** DATA FOR PROCESSING **
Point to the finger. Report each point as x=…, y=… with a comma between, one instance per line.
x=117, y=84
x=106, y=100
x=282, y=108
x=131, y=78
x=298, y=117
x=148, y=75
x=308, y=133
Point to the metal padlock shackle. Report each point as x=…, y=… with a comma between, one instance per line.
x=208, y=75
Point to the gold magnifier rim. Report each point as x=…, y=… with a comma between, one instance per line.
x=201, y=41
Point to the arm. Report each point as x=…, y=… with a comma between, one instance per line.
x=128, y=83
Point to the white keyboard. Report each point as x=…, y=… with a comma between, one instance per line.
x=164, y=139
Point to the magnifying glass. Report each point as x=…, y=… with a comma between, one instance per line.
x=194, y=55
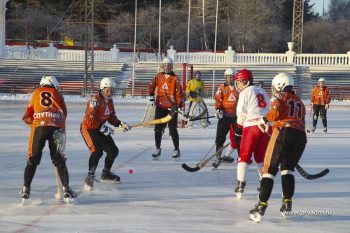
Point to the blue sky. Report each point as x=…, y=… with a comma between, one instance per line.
x=319, y=5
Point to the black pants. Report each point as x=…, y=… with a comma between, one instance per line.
x=319, y=110
x=38, y=140
x=100, y=143
x=222, y=129
x=159, y=128
x=285, y=149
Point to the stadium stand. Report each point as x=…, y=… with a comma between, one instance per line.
x=23, y=76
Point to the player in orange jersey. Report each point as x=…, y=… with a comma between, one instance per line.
x=226, y=99
x=286, y=145
x=320, y=99
x=46, y=115
x=169, y=97
x=97, y=126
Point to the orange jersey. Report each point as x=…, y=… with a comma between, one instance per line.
x=46, y=107
x=96, y=115
x=169, y=90
x=226, y=99
x=287, y=110
x=320, y=96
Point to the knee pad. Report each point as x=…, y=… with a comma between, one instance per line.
x=97, y=154
x=58, y=158
x=287, y=172
x=31, y=162
x=113, y=153
x=269, y=176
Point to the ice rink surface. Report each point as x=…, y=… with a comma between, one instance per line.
x=160, y=196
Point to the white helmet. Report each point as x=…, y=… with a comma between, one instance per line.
x=49, y=81
x=167, y=60
x=107, y=82
x=282, y=80
x=230, y=72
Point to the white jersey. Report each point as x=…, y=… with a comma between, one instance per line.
x=253, y=103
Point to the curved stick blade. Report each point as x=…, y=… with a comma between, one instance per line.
x=190, y=169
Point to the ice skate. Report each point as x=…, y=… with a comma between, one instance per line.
x=109, y=177
x=176, y=155
x=227, y=159
x=156, y=154
x=216, y=163
x=286, y=207
x=239, y=190
x=68, y=195
x=312, y=130
x=257, y=213
x=25, y=193
x=89, y=182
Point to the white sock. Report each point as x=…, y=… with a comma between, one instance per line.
x=241, y=170
x=260, y=167
x=229, y=151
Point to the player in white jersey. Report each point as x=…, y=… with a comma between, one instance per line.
x=253, y=104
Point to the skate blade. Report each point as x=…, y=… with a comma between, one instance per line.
x=255, y=217
x=24, y=201
x=88, y=187
x=285, y=214
x=58, y=196
x=70, y=201
x=110, y=181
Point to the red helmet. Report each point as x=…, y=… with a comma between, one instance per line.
x=243, y=79
x=245, y=75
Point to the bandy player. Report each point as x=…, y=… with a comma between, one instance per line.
x=253, y=104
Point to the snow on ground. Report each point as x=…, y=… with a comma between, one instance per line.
x=160, y=196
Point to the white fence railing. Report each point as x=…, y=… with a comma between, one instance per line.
x=23, y=52
x=322, y=59
x=200, y=57
x=260, y=58
x=229, y=57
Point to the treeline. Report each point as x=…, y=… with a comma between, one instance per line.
x=246, y=25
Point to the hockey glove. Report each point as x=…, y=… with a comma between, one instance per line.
x=238, y=133
x=107, y=129
x=151, y=101
x=193, y=94
x=92, y=102
x=125, y=126
x=219, y=114
x=263, y=125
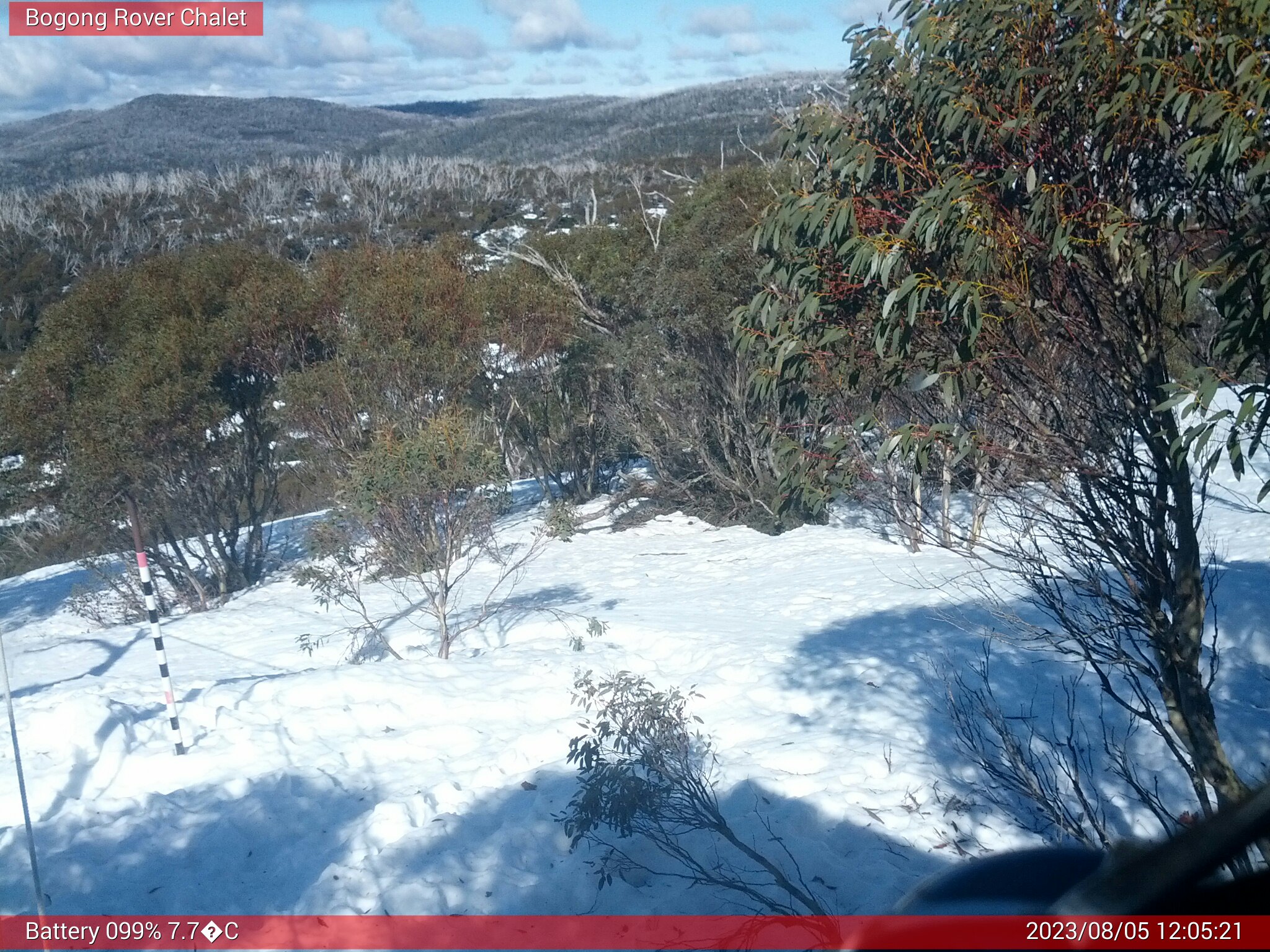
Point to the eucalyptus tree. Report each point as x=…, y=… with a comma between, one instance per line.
x=1057, y=215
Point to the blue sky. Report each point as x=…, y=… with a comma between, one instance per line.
x=391, y=51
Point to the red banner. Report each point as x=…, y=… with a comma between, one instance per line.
x=630, y=932
x=136, y=19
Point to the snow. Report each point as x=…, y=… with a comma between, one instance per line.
x=429, y=786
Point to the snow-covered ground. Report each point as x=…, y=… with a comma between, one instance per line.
x=429, y=786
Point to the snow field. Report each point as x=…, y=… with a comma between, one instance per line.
x=430, y=786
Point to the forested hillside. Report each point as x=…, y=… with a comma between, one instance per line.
x=757, y=498
x=156, y=134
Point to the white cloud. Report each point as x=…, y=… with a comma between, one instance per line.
x=722, y=20
x=541, y=25
x=403, y=19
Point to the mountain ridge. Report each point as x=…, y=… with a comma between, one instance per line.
x=159, y=133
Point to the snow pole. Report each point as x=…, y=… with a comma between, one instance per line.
x=148, y=589
x=22, y=787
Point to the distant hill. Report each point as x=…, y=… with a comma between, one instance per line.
x=161, y=133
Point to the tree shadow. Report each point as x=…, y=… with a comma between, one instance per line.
x=883, y=682
x=198, y=851
x=310, y=843
x=113, y=653
x=38, y=594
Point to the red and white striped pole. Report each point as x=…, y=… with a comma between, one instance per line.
x=148, y=589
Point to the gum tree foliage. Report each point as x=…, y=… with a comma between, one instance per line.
x=398, y=334
x=646, y=776
x=156, y=381
x=648, y=357
x=429, y=503
x=1055, y=216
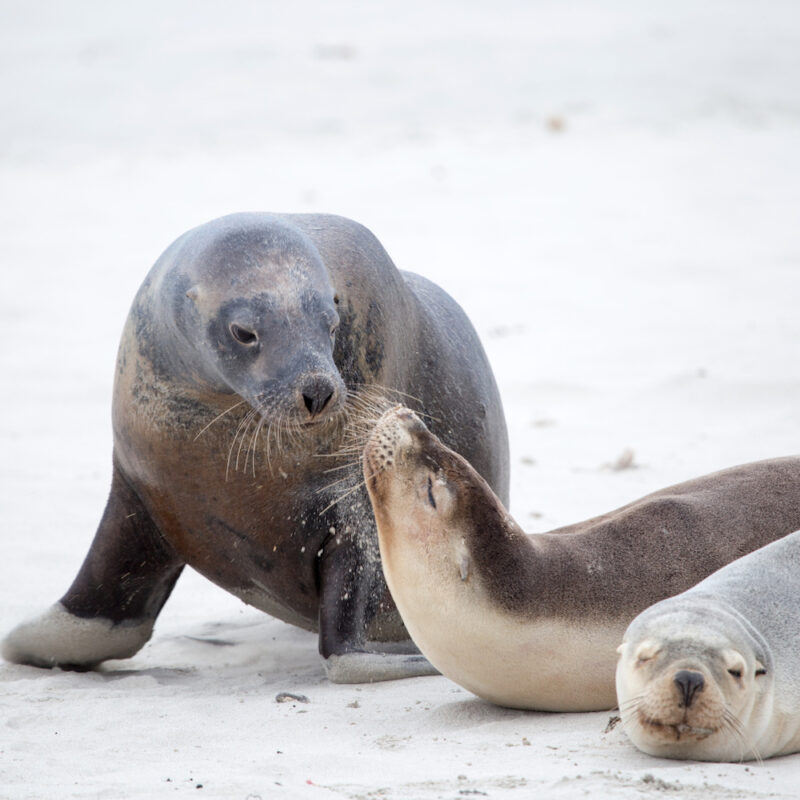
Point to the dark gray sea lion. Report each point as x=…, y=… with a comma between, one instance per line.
x=713, y=674
x=533, y=621
x=251, y=345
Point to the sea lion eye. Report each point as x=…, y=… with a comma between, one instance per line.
x=430, y=492
x=243, y=335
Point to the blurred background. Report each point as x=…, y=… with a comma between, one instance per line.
x=611, y=191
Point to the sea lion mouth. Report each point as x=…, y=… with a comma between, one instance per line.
x=676, y=731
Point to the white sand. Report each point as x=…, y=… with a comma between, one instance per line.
x=612, y=193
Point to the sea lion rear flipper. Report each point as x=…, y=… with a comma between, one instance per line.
x=110, y=609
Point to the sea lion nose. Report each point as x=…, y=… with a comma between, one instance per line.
x=317, y=393
x=689, y=683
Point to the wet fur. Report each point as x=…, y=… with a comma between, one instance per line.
x=537, y=620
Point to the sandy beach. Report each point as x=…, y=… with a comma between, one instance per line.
x=611, y=193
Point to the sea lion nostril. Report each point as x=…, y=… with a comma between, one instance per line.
x=689, y=683
x=317, y=393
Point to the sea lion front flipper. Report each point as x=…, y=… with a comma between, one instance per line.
x=347, y=604
x=111, y=607
x=363, y=667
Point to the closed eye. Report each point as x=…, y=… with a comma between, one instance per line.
x=430, y=492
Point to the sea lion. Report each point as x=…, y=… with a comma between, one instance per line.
x=533, y=621
x=713, y=674
x=248, y=349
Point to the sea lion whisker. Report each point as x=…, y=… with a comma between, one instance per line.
x=243, y=422
x=218, y=417
x=254, y=443
x=349, y=465
x=346, y=479
x=250, y=417
x=359, y=485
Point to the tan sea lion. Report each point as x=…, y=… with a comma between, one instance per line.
x=250, y=346
x=533, y=621
x=713, y=674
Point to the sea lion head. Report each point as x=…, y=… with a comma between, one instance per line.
x=257, y=301
x=693, y=681
x=430, y=506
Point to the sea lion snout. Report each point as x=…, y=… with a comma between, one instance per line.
x=316, y=395
x=689, y=683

** WORK REQUIRED **
Exactly the lines from the one containing "Point to the sea lion." to the final line of the data, both included, should be printed, and nothing more.

** RESULT OF THIS EXERCISE **
Point to the sea lion. Report each point as x=…, y=… with a comma between, one instance per line.
x=533, y=621
x=713, y=674
x=248, y=349
Point to the sea lion whisker. Report each point as x=…, y=… with a comma between, one instance per line.
x=243, y=422
x=218, y=417
x=254, y=443
x=349, y=465
x=346, y=479
x=250, y=417
x=359, y=485
Point to the tan sea lion. Report each point as x=…, y=… with a comma between, one instance per line.
x=250, y=346
x=533, y=621
x=713, y=674
Point to the sea lion head. Report each point as x=…, y=… with a comma between, one instance per line.
x=257, y=301
x=693, y=681
x=430, y=506
Point to the sea lion snout. Report each point as x=…, y=… with a comma between, one instance per line.
x=316, y=395
x=689, y=683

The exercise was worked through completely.